_WHAT YOU ARE ASKED TO DO_. The response should consist of the records, reproduced exactly.
/---
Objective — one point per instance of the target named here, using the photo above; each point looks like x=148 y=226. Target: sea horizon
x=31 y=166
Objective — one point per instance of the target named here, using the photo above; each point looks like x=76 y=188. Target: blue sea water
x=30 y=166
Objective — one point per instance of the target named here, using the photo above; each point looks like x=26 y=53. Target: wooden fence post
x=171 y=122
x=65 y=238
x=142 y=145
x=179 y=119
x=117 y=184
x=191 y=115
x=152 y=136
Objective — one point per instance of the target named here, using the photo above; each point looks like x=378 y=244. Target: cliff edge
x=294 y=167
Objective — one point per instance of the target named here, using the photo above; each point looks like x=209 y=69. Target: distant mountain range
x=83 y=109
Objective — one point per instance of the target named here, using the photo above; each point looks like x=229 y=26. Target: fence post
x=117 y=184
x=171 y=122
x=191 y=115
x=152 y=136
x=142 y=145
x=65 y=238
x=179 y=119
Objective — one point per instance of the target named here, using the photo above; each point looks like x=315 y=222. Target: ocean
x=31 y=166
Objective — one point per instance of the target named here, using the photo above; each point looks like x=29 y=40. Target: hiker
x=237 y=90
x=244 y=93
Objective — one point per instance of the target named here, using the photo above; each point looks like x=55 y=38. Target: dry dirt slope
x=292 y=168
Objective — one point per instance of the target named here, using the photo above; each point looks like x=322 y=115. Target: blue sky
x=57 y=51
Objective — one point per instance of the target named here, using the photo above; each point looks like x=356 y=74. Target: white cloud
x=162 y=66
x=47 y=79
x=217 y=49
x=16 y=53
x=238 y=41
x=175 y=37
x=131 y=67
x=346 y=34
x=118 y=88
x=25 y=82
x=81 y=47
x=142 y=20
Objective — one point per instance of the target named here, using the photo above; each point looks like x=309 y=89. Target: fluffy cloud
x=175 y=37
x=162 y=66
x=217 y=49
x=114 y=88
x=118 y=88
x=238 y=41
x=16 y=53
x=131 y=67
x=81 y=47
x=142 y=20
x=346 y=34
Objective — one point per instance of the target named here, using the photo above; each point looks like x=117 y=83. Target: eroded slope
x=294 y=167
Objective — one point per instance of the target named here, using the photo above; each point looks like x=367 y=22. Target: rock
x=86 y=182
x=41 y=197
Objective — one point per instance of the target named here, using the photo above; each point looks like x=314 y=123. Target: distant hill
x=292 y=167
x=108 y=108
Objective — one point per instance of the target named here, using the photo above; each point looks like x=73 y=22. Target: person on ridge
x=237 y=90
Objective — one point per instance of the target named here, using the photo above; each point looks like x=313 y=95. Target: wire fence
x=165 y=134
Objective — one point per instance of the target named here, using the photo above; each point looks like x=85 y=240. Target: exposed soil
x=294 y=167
\---
_EXPECTED ANSWER_.
Objective — one point per instance of the target named here, using the photo above; each point looks like x=148 y=226. Target: sea horizon
x=31 y=166
Objective — one point per instance of the target named here, using the photo above; each point looks like x=76 y=188. Target: blue sea water
x=30 y=166
Objective — one point per instance of the target named here, using the photo above; each point looks like x=26 y=53. Target: wooden fence post
x=171 y=122
x=65 y=238
x=142 y=145
x=179 y=119
x=117 y=184
x=191 y=115
x=152 y=136
Objective — one point per instance of the target named here, using the photo above; each point looks like x=378 y=244. Target: cliff edge
x=294 y=167
Objective — one point per instance of the target named here, using the photo above; each point looks like x=209 y=69. Target: distant mountain range
x=83 y=109
Objective — one point per instance of the target named here, using the photo above; each point looks like x=229 y=26. Target: fence post
x=117 y=184
x=171 y=122
x=191 y=115
x=152 y=136
x=142 y=145
x=65 y=238
x=179 y=119
Objective — one point per instance of the target named here, using the photo above; each point looks like x=315 y=222. Target: ocean
x=31 y=166
Objective — one point per instance of the target named here, using the photo above; each point looks like x=29 y=40. Target: hiker
x=237 y=90
x=244 y=93
Objective — one point per instance of the target named here, using the photo above; each point looks like x=55 y=38. Target: dry dirt slope
x=292 y=168
Objective — one point per instance of the target named here, using the photo above; each point looks like x=322 y=115. Target: blue sky
x=57 y=51
Objective — one point per instance of the target named here, using the photo above; each point looks like x=356 y=74. Target: white cloud
x=162 y=66
x=47 y=79
x=217 y=49
x=16 y=53
x=238 y=41
x=175 y=37
x=131 y=67
x=346 y=34
x=118 y=88
x=25 y=82
x=81 y=47
x=142 y=20
Objective — one point per instance of the target named here, using the photo above; each point looks like x=309 y=89. Target: fluffy cloud
x=175 y=37
x=162 y=66
x=217 y=49
x=114 y=88
x=118 y=88
x=238 y=41
x=16 y=53
x=131 y=67
x=81 y=47
x=142 y=20
x=346 y=34
Objective — one point per instance of the target named here, using the photo above; each point looks like x=117 y=83. Target: eroded slope
x=294 y=167
Objective — one point per instance of the target named here, using the photo above; each point looks like x=367 y=22. Target: rock
x=86 y=182
x=41 y=197
Objective — one point per instance of the target named here, using the photo above; each point looks like x=314 y=123. Target: distant hill
x=292 y=167
x=108 y=108
Objective — one point per instance of the target named here, using the photo above; each point looks like x=73 y=22. Target: person on ridge
x=237 y=90
Objective — one point per instance of the target named here, using the photo above; each point looks like x=313 y=95. Target: wire fence
x=165 y=134
Objective — one point per instance of the target named here, using the photo above; each point looks like x=85 y=240. Target: exposed soil
x=294 y=167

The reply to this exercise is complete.